# EXCERPTED PASSAGE

□ □ □ □ □

Once I was married and had kids, I didn’t have to go looking for action.  I was busy without trying – so busy that I didn’t have time to shuttle my kids to extra activities every day after school.  Then I realized that it had less to do with my time and more with what I wanted for my kids.  All around, I saw parents who programmed their kids from dawn to dusk.  But moderation was important, I believed.  My kids had Little League and religious school, and when they got into high school, they got involved in extra-curriculars all on their own.  But I never wanted them over-programmed.  Playing with neighborhood kids was important.  Same with talking with my husband and me and even, occasionally, vegging for a few minutes in front of the tv.

Yes, I believed in downtime for my kids.  I just never quite managed to swing it for myself.  Until now.  But it’s still an intellectual thing.  I have to tell myself that my writing will be better if I take time to reread what I’ve written, to think about what comes next, to let those creative juices mix and simmer.  I have to tell myself that the earth will still turn if the laundry waits another day.  I have to tell myself that I’ll be a better person for taking a breather once in a while.

□ □ □ □ □

# TO BE DONE
• a. Summarize the passage on downtime in two sentences.
• b. Answer these questions from the passage on downtime:
(i) What did the writer see parents all around doing with their kids?
(ii) Which two activities did the writer's kids have before high school?
(iii) What does the writer say will still happen if the laundry waits another day?
• c. Reproduce the passage on downtime word for word from "Yes, I believed" to "in a while.".
None of this data is needed for the work on the passage.

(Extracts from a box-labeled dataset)
□ □ □ □ □

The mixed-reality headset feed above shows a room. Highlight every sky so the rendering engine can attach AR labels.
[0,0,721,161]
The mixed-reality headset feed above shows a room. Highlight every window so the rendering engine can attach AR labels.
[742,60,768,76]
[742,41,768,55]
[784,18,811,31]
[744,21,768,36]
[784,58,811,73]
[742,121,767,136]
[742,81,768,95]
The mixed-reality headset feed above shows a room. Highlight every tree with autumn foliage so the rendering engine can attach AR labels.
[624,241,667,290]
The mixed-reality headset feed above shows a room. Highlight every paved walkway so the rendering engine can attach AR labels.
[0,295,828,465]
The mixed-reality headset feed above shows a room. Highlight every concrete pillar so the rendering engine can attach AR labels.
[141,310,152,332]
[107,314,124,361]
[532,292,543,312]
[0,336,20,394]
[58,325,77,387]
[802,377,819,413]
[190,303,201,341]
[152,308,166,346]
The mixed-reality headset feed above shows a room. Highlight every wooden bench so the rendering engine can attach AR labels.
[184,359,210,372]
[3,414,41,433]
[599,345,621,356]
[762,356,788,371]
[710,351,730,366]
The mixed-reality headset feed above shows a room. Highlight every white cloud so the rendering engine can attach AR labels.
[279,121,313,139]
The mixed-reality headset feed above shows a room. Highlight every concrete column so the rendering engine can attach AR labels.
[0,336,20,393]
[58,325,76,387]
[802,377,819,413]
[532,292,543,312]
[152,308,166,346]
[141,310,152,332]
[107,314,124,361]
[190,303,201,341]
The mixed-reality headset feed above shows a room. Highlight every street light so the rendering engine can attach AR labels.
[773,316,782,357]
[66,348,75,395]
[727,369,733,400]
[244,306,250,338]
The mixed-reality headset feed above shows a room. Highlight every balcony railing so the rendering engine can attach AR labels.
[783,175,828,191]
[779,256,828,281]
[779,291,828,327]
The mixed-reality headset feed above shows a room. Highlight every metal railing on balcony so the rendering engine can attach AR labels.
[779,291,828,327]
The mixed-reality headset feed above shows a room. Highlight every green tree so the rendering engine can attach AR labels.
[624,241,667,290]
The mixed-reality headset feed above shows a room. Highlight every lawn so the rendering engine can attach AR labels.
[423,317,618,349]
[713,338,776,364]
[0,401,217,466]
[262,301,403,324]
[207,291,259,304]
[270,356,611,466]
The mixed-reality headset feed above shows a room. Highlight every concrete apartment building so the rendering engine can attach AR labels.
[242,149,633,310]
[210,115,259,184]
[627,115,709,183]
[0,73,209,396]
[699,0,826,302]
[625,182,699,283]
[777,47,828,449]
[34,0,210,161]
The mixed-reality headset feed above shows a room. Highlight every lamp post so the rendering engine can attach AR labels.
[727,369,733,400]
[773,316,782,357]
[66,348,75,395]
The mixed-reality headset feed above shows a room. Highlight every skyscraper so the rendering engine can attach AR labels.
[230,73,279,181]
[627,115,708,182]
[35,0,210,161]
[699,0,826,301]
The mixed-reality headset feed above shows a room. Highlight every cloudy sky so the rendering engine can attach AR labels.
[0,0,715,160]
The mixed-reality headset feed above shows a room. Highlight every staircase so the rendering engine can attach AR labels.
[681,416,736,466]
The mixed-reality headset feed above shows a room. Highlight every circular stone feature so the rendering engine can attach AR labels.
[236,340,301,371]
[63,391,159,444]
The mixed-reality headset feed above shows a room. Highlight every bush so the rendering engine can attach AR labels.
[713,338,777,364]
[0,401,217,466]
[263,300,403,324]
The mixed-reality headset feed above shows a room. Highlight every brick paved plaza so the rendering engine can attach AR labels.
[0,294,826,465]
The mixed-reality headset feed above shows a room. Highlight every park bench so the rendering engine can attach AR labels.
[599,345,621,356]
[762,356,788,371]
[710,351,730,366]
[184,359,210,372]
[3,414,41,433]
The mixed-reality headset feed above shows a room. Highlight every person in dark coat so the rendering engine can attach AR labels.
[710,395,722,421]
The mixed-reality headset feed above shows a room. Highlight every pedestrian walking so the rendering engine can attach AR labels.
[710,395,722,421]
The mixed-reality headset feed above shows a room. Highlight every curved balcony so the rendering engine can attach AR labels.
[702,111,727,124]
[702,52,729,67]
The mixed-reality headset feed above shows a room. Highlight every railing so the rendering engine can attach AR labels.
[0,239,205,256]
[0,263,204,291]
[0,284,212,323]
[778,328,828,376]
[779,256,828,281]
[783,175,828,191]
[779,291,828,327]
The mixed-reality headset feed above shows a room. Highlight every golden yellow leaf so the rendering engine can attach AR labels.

□ □ □ □ □

# PROBLEM SOLUTIONS
• a. As a busy parent, the writer had no time to drive the kids to extra activities every day and came to value moderation, giving them some activities but also time to play, talk with their parents, and relax. The writer believed in downtime for the kids but never managed it for themself until now, and still has to reason through why rest is worthwhile.

• b.
(i) Programming their kids from dawn to dusk.
(ii) Little League and religious school.
(iii) The earth will still turn.

• c.
Yes, I believed in downtime for my kids.  I just never quite managed to swing it for myself.  Until now.  But it’s still an intellectual thing.  I have to tell myself that my writing will be better if I take time to reread what I’ve written, to think about what comes next, to let those creative juices mix and simmer.  I have to tell myself that the earth will still turn if the laundry waits another day.  I have to tell myself that I’ll be a better person for taking a breather once in a while.